▶ _Work instruction_:
In your copy of the data, omit the pictures and keep all else exactly as given.
------ Data records ------
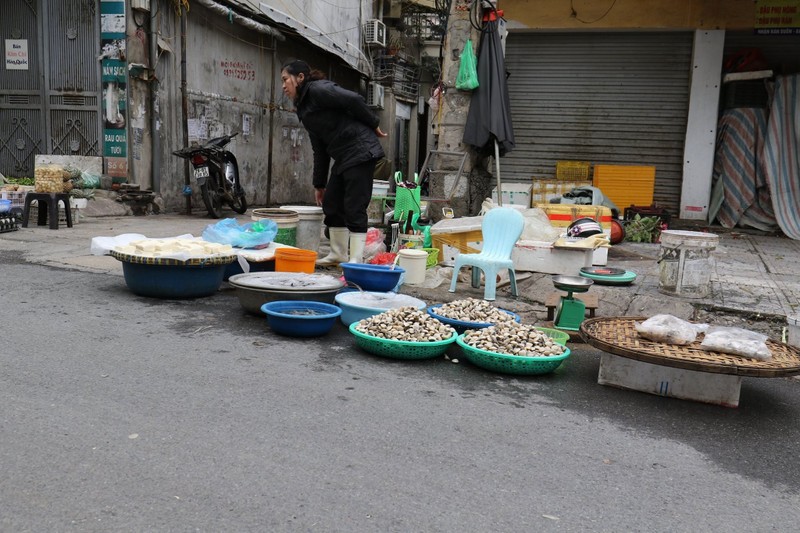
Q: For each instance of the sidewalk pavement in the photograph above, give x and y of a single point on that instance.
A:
(754, 274)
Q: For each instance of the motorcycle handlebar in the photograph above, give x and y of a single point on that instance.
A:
(211, 145)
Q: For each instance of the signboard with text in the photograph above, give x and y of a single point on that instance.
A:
(777, 17)
(16, 54)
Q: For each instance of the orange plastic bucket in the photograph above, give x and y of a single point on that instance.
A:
(295, 260)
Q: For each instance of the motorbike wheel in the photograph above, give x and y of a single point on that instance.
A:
(239, 202)
(211, 197)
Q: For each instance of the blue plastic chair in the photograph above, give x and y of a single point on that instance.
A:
(501, 229)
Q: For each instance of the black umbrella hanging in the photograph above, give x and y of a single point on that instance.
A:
(488, 126)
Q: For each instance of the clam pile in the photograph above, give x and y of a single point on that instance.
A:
(513, 339)
(405, 324)
(473, 310)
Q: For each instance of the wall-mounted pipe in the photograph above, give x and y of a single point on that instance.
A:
(155, 114)
(239, 19)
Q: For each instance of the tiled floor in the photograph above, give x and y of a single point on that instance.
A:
(756, 273)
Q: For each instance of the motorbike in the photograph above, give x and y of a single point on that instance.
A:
(216, 172)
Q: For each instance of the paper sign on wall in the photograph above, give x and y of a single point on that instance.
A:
(16, 54)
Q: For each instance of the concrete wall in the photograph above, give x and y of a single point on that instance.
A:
(633, 14)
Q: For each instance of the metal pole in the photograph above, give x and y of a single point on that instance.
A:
(270, 139)
(155, 137)
(185, 109)
(497, 175)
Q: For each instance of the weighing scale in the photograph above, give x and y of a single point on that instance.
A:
(608, 275)
(571, 310)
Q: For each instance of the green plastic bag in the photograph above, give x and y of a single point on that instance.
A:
(467, 79)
------
▶ _The answer_:
Q: For each instance of the sidewalk pavement in the photograph above, give x and y of a single point on that instance.
A:
(754, 274)
Q: For each instance of the motorcycle handlebar in the photograph above, give x and y of a single point on that instance.
A:
(211, 145)
Q: For each instance of the signboard with text in the photograph above, give x and y of a single point on that instance.
A:
(777, 17)
(16, 54)
Q: For each instance of the orange plastic bucket in the photograph above, give x and y of a single point on that instance.
A:
(295, 260)
Q: For each instance of the motorbike wheel in the photograph above, give x and y of a single point on that instance.
A:
(239, 202)
(211, 197)
Q: For each instance of the blue plastic chair in the photograph above, give x and y of a single point on that instance.
A:
(501, 229)
Q: For each instance of the black umbrella hanging in the photograph above, give x and y of a single point on that instance.
A:
(488, 126)
Q: For each instance of the clam pile in the photograph above, give x and y of a single point on that instance.
A:
(513, 339)
(405, 324)
(473, 310)
Q: For each instance of the wall-mounted pipe in the photograph above, give x and y of a single point on that instance.
A:
(155, 114)
(239, 19)
Q: For each instance of the tiled floor in the photograph above, give x and y of a single point on that instance.
A:
(756, 273)
Q: For each instance of the motorbike in the photograph above, give x and y of a single point on that instance.
A:
(216, 172)
Q: For each instance of the paper sign on wall in the photograph above, give x and y of a single point on that instance.
A:
(16, 54)
Q: For each instance of the concrete wall in the photograph above, give x and y of a single point on that instance.
A:
(633, 14)
Q: For each instance of the metal pole in the photograph above, give x and y of a single point on that instance.
A:
(270, 139)
(155, 137)
(185, 109)
(497, 175)
Q: For each instance of the weighing scale in the photograph above, give x and y of a single point on that instance.
A:
(608, 275)
(571, 310)
Q: For each instance of the green plastic bag in the photograph above, give x and y of a single point on that instance.
A:
(467, 79)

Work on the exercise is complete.